CHALLENGE A
In the text about Premier League piracy, rewrite the paragraph beginning "Very interesting order from Justice Arnold" as a short bulleted list that keeps its main facts.

QUOTED PASSAGE
Tuesday, 14 March 2017

FA Premier League takes extra step to fight piracy - admission that DMCA is not working

Very interesting order from Justice Arnold this week in which, for a period from this Saturday to the end of this FAPL season, will require the main UK ISP's to block certain streaming server IP addresses which stream FAPL content live. The blocking will occur in real time based on information provided by a technical provider to the FAPL to the ISP's.

The FAPL have experimented with blocking orders before but previously they were aimed at websites and despite arguments to the contrary were fairly easily avoided using proxies.

Contained within the judgement were the following comments;

1. The problem of illegal streaming is getting bigger
2. The audiences are large
3. DMCA notices are not effective with non-compliant operators

Of the 3 criteria being used to justify the blocking one was kept confidential to minimise risk of circumvention  but the other two are;

1. FAPL and its contractor must reasonably believe that the server has the sole or predominant purpose of enabling or facilitating access to infringing streams of Premier League match footage.

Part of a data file
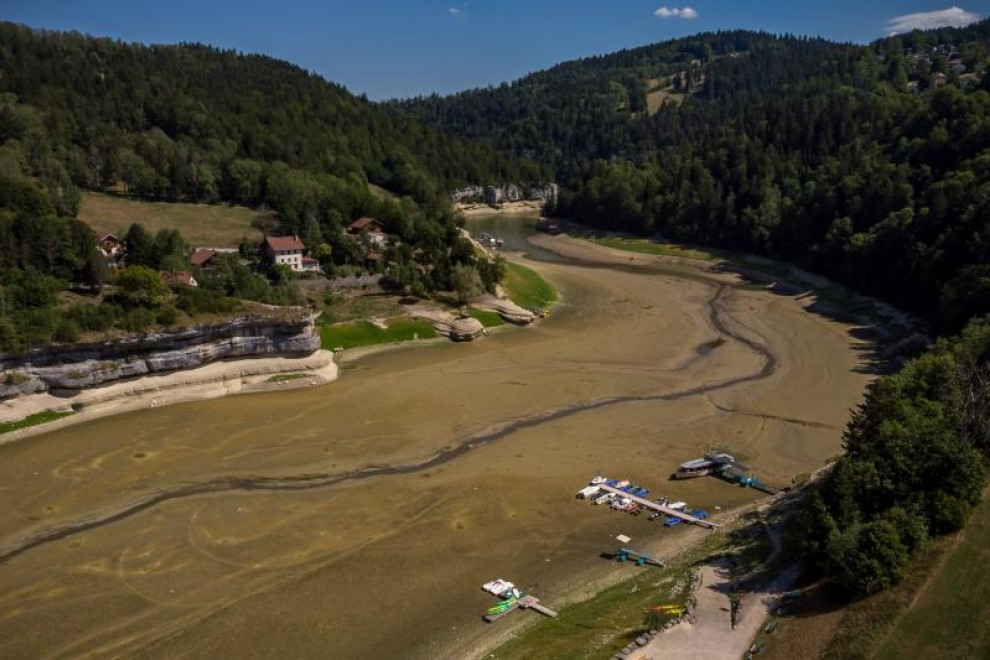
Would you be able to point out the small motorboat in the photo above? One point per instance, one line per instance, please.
(503, 606)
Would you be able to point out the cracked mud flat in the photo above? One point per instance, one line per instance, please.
(362, 517)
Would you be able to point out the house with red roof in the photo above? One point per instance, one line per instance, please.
(285, 250)
(371, 225)
(202, 257)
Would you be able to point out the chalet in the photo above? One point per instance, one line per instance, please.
(179, 278)
(371, 225)
(285, 250)
(109, 245)
(202, 258)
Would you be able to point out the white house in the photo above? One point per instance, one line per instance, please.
(286, 250)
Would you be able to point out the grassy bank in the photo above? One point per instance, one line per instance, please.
(200, 224)
(647, 246)
(949, 617)
(939, 610)
(604, 624)
(32, 420)
(488, 319)
(365, 333)
(527, 288)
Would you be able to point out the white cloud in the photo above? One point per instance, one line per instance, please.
(928, 20)
(676, 12)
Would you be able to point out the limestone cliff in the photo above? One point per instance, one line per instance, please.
(69, 368)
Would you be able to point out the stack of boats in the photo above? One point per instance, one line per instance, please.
(504, 590)
(598, 495)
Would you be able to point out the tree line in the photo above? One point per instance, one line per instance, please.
(870, 164)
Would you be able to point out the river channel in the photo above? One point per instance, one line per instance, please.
(360, 518)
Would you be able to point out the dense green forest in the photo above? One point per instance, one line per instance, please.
(576, 111)
(870, 164)
(853, 161)
(194, 123)
(914, 468)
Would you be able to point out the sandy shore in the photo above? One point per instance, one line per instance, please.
(486, 444)
(205, 382)
(508, 208)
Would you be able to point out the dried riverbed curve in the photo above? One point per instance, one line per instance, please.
(720, 319)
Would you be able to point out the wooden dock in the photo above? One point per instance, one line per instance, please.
(526, 603)
(686, 517)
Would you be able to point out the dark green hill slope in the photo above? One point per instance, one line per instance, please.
(867, 163)
(197, 123)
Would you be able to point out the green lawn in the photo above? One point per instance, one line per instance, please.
(200, 224)
(950, 617)
(605, 623)
(364, 333)
(526, 288)
(488, 319)
(32, 420)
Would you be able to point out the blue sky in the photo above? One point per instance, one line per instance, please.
(390, 48)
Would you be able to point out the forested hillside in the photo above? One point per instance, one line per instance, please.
(867, 163)
(192, 122)
(575, 111)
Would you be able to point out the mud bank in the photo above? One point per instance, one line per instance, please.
(435, 469)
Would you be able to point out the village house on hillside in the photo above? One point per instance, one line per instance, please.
(285, 250)
(109, 245)
(179, 278)
(371, 225)
(202, 258)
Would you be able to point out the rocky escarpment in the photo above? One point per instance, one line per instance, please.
(74, 367)
(508, 193)
(508, 310)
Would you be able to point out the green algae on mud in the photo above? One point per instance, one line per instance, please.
(283, 572)
(42, 417)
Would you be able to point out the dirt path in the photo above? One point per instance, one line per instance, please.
(463, 463)
(712, 635)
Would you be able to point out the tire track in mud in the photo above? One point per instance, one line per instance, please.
(718, 314)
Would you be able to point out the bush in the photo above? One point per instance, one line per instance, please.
(138, 319)
(67, 331)
(167, 316)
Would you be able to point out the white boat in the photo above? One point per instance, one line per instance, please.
(588, 492)
(498, 586)
(621, 503)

CHALLENGE B
Transcribe the records from the line with "Would you be able to point out the white boat" through the end of the records.

FINISHED ANSWER A
- Justice Arnold issued an order this week.
- It runs from this Saturday to the end of this FAPL season.
- It requires the main UK ISPs to block certain streaming server IP addresses that stream FAPL content live.
- The blocking happens in real time, based on information that a technical provider to the FAPL passes to the ISPs.

FINISHED ANSWER B
Would you be able to point out the white boat in the photo above? One point per instance, one line per instance, please.
(588, 492)
(498, 586)
(621, 503)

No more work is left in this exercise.